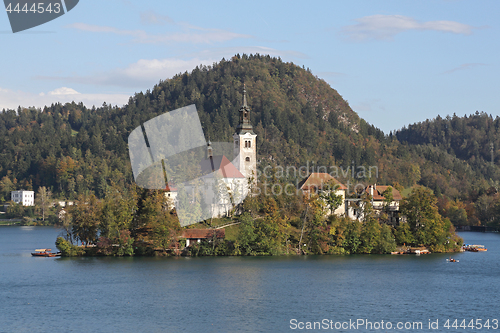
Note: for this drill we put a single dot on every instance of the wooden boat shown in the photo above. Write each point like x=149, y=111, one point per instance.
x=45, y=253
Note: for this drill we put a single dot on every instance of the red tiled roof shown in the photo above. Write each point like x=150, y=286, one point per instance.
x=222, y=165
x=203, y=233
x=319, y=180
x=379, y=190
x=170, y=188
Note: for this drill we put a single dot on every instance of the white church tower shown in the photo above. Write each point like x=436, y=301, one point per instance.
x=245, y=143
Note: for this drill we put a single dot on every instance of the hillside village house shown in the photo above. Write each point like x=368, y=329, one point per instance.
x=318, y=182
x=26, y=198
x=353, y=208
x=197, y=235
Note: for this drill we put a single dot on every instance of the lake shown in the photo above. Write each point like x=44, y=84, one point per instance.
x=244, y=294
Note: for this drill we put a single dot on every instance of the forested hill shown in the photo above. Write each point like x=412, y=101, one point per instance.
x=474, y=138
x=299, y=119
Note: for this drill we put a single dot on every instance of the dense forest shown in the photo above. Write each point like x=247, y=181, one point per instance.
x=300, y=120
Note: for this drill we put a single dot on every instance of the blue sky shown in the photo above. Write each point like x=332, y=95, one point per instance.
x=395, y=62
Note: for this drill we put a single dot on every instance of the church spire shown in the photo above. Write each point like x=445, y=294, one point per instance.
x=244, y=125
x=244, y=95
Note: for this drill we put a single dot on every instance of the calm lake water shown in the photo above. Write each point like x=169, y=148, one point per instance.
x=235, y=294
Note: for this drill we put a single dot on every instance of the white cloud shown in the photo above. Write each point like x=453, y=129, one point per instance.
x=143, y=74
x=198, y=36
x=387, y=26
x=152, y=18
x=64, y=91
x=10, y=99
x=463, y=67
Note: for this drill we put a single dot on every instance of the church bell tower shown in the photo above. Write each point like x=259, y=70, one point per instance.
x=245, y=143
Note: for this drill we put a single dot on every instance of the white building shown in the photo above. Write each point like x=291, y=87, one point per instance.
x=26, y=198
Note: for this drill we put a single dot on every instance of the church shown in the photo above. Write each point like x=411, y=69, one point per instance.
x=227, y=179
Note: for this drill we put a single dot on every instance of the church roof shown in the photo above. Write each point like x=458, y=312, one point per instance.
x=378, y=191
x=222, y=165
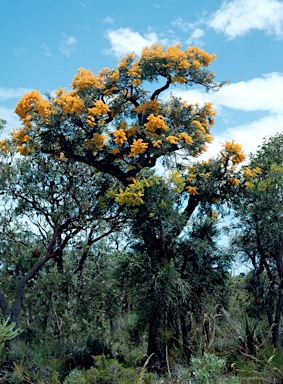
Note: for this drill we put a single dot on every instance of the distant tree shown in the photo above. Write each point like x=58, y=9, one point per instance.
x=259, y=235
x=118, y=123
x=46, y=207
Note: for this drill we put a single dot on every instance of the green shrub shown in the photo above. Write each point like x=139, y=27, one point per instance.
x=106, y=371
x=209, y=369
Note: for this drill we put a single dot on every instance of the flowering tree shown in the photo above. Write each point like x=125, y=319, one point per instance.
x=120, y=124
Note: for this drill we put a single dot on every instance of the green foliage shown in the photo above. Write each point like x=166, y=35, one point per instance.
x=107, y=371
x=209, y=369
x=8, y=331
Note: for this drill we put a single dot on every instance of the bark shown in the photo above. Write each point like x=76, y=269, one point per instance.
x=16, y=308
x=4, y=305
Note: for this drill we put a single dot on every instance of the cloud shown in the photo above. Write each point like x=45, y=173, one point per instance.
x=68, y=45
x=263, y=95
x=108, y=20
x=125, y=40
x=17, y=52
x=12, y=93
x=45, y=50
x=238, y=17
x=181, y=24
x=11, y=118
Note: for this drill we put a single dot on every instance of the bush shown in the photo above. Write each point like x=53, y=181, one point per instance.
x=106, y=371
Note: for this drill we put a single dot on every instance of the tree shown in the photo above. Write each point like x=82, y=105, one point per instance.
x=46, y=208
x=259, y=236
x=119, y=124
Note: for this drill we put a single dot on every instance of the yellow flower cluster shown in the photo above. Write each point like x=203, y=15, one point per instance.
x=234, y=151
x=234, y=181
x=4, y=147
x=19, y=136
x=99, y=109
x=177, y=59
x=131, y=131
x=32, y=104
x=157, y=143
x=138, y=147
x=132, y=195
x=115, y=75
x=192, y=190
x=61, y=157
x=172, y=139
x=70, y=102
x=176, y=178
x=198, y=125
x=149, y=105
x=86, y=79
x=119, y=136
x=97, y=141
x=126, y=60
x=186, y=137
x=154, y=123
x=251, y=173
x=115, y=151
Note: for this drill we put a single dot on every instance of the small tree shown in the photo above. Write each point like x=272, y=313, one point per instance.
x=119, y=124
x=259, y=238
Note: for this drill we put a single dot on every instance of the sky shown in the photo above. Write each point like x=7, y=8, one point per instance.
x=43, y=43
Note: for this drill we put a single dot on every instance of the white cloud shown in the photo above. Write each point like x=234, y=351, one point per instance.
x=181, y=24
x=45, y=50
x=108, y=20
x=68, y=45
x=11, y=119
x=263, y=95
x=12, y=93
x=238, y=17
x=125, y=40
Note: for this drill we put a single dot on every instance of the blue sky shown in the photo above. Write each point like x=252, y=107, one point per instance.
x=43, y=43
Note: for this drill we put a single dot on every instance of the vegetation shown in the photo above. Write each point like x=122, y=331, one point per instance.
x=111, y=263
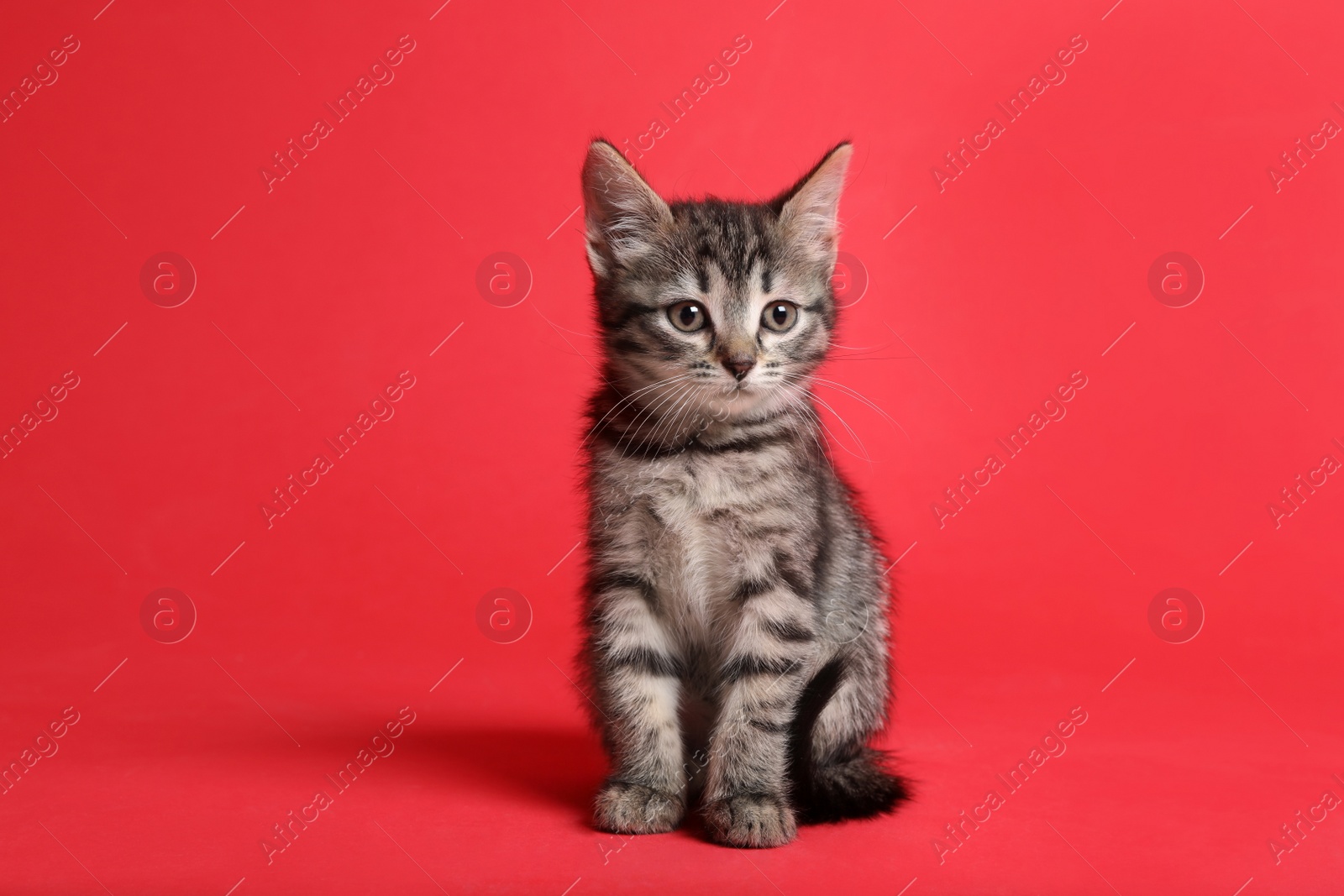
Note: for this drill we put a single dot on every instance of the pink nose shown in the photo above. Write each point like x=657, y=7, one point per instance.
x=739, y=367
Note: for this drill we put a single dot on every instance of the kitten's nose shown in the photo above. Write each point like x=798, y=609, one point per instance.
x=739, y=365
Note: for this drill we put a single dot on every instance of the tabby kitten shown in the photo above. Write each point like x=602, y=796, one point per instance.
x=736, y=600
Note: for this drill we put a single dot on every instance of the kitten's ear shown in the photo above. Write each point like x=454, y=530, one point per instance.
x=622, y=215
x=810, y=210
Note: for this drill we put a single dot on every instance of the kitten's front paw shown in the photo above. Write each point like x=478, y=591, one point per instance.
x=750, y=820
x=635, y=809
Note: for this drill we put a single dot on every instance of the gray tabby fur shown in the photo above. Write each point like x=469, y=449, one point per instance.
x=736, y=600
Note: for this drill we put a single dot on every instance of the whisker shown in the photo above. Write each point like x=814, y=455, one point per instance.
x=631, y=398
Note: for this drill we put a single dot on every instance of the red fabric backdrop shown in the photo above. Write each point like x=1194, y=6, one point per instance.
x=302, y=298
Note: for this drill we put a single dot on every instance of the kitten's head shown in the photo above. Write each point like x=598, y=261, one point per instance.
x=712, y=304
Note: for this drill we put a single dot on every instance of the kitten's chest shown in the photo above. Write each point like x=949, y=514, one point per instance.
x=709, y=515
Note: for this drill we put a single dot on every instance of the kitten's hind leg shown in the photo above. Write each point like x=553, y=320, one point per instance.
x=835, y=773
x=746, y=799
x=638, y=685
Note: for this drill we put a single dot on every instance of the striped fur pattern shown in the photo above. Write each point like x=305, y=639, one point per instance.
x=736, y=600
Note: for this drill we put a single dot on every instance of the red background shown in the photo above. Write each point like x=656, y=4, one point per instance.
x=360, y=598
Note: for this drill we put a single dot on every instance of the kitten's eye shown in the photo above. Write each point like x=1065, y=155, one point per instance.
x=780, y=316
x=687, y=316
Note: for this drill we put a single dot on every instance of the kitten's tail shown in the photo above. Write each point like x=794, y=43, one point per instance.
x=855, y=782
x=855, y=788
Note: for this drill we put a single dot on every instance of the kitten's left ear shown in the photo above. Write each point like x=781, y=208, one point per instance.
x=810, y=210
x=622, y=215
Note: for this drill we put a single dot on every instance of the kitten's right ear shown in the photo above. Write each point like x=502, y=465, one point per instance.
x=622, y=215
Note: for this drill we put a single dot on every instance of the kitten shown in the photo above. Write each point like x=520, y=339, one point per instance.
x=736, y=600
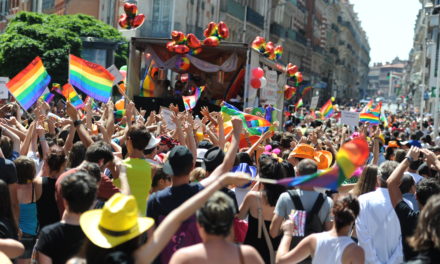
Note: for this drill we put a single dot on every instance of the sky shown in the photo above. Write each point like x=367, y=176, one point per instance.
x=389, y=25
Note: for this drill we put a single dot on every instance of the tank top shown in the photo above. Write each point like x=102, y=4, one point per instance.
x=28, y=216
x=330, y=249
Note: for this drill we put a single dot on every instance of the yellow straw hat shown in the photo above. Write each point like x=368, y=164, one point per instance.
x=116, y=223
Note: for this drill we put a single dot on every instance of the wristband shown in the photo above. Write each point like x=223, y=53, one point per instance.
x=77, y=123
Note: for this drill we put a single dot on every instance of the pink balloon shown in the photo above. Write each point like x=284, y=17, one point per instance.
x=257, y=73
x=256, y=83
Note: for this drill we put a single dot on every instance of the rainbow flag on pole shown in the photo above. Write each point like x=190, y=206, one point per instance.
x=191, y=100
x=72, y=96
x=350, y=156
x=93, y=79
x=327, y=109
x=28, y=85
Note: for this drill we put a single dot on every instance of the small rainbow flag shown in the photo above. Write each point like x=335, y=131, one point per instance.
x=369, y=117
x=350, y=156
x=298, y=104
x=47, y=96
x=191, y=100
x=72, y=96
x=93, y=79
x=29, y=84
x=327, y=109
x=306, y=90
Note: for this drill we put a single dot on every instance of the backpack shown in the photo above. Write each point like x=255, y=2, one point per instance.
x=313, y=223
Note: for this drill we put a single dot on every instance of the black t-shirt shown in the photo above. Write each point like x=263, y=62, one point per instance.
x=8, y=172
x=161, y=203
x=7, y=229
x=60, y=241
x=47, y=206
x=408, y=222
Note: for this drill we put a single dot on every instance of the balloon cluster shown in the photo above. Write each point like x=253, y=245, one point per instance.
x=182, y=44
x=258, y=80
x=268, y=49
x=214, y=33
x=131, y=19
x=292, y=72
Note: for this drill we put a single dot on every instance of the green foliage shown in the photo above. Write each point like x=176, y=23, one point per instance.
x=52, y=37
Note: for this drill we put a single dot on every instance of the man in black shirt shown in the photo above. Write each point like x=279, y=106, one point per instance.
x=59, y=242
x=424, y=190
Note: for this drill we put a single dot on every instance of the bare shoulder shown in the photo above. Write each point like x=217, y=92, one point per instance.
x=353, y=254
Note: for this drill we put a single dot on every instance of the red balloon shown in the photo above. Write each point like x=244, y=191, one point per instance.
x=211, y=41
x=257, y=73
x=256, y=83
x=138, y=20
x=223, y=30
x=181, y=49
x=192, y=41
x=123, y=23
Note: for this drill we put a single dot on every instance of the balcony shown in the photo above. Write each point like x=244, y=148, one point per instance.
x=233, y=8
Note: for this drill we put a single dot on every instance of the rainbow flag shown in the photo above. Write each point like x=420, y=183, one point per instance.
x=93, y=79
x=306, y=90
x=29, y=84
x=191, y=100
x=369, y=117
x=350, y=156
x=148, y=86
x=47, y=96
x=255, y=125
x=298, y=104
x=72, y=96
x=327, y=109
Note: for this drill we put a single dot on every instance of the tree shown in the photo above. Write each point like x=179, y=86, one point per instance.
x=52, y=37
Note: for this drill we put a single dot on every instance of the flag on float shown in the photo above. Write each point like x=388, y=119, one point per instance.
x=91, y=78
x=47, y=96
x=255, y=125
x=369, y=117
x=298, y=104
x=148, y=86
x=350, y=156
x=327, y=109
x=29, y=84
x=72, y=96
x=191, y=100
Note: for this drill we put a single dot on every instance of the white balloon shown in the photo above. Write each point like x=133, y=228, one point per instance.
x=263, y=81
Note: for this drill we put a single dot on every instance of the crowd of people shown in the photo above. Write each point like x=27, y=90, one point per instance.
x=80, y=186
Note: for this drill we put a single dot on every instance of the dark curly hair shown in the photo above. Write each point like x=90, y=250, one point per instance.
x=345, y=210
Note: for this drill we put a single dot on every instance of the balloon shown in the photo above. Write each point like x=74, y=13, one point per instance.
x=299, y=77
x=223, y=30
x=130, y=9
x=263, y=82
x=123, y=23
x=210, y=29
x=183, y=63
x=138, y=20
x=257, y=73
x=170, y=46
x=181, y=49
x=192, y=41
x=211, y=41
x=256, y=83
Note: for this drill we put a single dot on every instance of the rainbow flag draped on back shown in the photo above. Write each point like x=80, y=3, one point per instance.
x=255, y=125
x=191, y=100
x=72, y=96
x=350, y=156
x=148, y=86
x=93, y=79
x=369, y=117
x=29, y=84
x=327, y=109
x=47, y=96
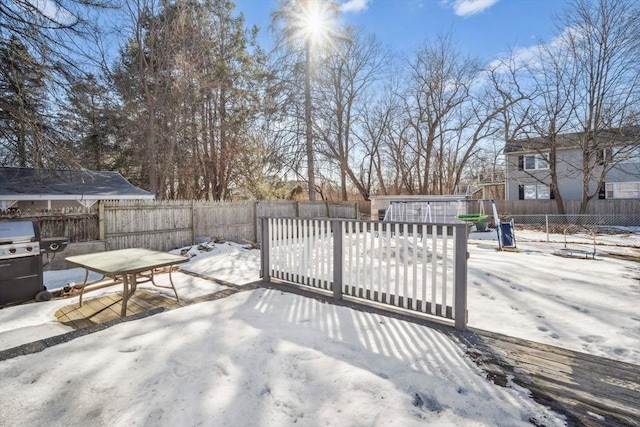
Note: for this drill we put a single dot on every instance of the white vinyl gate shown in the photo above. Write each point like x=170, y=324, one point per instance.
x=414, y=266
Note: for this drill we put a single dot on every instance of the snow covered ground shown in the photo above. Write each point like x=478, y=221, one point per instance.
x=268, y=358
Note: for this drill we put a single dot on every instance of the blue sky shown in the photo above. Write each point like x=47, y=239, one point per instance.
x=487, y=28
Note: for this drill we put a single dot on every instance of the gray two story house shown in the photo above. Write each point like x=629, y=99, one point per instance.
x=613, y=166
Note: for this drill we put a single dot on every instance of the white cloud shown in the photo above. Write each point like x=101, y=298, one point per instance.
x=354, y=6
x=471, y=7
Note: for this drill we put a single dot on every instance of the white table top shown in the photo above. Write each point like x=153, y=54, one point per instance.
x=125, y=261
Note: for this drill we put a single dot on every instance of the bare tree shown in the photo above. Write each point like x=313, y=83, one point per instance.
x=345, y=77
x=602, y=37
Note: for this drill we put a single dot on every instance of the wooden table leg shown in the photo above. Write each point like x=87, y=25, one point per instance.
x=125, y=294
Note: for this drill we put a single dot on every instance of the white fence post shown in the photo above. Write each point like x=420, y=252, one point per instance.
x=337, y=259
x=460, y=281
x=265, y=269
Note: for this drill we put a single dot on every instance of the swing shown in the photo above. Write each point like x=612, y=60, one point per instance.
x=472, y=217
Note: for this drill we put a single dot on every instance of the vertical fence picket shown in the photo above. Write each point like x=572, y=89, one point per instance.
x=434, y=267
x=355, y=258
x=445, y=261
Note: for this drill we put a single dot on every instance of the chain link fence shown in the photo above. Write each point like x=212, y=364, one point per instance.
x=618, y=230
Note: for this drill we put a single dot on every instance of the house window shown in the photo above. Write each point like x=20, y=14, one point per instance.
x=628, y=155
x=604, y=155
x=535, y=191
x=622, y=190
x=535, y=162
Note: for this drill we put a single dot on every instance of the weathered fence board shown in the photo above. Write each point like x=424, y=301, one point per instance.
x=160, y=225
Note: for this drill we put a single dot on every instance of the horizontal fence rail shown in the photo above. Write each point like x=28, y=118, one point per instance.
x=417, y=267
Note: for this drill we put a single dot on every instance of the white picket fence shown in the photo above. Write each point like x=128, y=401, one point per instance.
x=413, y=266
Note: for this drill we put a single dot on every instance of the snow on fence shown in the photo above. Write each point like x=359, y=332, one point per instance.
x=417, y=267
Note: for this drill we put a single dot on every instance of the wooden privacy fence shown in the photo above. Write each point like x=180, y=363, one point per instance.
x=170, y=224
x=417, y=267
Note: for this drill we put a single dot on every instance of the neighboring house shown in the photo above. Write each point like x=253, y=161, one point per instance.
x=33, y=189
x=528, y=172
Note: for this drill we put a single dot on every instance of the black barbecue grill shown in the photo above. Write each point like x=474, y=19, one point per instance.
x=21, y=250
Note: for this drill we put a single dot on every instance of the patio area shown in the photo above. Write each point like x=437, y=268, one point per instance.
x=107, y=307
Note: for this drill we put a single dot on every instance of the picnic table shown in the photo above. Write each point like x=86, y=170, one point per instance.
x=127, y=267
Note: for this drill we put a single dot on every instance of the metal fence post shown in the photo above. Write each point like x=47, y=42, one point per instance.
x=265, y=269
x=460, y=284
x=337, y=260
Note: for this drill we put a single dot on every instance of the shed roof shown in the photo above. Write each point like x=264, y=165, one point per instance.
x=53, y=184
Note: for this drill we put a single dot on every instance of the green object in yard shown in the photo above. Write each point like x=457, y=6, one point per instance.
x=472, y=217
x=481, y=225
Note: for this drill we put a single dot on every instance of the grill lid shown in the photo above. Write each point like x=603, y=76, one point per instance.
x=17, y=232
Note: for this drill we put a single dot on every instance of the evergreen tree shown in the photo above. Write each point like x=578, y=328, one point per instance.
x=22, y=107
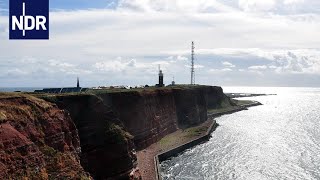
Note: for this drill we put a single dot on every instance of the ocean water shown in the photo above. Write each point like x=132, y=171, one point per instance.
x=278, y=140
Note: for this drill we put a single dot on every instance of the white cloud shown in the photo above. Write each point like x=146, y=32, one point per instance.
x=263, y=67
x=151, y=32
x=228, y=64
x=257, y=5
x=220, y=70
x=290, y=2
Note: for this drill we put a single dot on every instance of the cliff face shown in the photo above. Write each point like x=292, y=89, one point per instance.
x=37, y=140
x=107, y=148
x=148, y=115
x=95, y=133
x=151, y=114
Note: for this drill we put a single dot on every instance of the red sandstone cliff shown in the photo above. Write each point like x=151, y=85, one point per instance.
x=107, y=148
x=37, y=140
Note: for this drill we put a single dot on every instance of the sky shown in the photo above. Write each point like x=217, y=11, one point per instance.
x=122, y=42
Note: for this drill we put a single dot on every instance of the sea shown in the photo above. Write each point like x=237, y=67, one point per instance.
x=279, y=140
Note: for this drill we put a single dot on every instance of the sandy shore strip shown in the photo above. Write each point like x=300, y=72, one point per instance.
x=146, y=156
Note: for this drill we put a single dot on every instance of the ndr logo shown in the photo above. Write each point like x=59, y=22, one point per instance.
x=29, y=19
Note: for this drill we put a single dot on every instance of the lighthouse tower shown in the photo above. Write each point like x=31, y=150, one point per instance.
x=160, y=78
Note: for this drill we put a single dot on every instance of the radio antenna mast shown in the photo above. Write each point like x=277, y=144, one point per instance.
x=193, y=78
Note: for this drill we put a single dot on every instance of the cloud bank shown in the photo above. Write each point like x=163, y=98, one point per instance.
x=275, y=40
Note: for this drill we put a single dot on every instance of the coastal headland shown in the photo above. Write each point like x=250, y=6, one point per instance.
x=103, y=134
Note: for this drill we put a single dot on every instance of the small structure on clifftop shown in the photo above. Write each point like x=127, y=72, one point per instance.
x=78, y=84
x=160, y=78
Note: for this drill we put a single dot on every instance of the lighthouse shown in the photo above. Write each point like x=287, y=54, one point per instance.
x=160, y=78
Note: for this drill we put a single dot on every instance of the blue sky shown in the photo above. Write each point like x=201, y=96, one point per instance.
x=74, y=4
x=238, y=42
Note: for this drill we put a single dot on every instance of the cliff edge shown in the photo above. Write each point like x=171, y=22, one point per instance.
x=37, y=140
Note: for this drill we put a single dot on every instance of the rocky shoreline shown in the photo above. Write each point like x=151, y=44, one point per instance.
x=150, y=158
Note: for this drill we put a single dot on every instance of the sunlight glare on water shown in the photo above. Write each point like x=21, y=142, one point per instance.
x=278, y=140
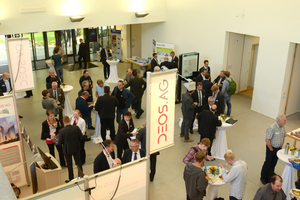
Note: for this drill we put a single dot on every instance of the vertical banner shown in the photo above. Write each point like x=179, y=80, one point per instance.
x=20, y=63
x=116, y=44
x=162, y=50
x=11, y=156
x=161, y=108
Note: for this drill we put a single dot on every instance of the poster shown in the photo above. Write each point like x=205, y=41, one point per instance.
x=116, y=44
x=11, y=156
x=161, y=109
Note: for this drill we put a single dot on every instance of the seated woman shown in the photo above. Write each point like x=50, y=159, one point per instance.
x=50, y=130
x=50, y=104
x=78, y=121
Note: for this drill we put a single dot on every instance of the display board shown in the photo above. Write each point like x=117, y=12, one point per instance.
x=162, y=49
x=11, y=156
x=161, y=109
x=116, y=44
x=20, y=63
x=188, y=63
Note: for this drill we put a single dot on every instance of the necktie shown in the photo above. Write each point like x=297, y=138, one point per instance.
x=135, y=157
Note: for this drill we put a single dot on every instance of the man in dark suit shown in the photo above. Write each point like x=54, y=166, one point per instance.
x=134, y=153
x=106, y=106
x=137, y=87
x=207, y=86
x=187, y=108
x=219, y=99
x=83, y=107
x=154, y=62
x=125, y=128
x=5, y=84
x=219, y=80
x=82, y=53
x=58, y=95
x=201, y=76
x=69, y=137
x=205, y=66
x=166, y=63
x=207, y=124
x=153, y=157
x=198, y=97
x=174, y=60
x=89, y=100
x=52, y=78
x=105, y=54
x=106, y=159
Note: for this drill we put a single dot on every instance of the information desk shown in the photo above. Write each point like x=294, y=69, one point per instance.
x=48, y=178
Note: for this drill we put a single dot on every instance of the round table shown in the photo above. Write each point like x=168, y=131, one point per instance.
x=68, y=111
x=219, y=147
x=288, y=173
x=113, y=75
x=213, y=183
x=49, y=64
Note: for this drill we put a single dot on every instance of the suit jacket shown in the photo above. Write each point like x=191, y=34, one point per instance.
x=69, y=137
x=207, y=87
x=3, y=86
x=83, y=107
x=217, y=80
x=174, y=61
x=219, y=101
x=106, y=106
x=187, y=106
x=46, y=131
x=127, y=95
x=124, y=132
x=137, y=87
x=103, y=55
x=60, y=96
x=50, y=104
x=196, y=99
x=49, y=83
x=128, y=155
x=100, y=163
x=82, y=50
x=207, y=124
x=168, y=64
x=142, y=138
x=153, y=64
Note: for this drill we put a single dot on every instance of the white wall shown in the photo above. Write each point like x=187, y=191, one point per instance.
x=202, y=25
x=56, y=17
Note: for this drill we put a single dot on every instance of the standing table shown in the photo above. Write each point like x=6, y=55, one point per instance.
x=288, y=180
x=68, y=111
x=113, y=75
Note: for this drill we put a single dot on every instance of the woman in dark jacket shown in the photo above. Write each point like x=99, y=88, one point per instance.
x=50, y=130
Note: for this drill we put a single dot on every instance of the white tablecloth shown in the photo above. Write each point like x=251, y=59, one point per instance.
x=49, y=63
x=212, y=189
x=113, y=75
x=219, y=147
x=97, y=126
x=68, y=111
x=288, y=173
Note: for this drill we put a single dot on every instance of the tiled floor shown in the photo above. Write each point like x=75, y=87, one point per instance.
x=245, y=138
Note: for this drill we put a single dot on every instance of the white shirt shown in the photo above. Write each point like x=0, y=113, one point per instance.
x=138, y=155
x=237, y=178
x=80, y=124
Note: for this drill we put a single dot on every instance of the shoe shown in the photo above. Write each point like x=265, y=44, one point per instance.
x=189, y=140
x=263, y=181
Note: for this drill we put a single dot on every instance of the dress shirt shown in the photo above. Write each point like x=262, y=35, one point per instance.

──────────

### Your goal:
Repeat verbatim the lines of the records above, starting at the line that contains "y=796, one point per instance." and ending at the line that contains "x=712, y=304", with both of those lines included.

### Answer to the problem:
Note: for this drill we put a single dot on every instance of the tabby kitten shown in the photo above. Write each point like x=602, y=796, one point per instance.
x=736, y=600
Note: for this drill we put a single dot on every instance of the kitten's ear shown in the photo above. Write each point like x=454, y=530, one point per instance.
x=622, y=215
x=810, y=210
Note: for this drill we put a single dot on every instance of the kitten's front paw shown in the photo above. Write each point like x=478, y=591, one point per instance.
x=750, y=820
x=635, y=809
Note: for this drill we put a single dot on every instance of the gray tabby fur shown in the photo above. Write each point like x=469, y=449, one point per instance.
x=736, y=600
Note: for this drill we put a single dot on every instance of the whisker shown in the photo above. Write each point like x=814, y=455, one point per instance.
x=631, y=398
Note: for this drill we put a single dot on every instance of the red fabric backdrop shown in the photo above. Write each point like x=1194, y=6, one point per instance.
x=302, y=298
Note: for this drill we put a single dot on every instance of the kitten's head shown in the photo above. Write each point like x=598, y=261, one point per instance.
x=712, y=304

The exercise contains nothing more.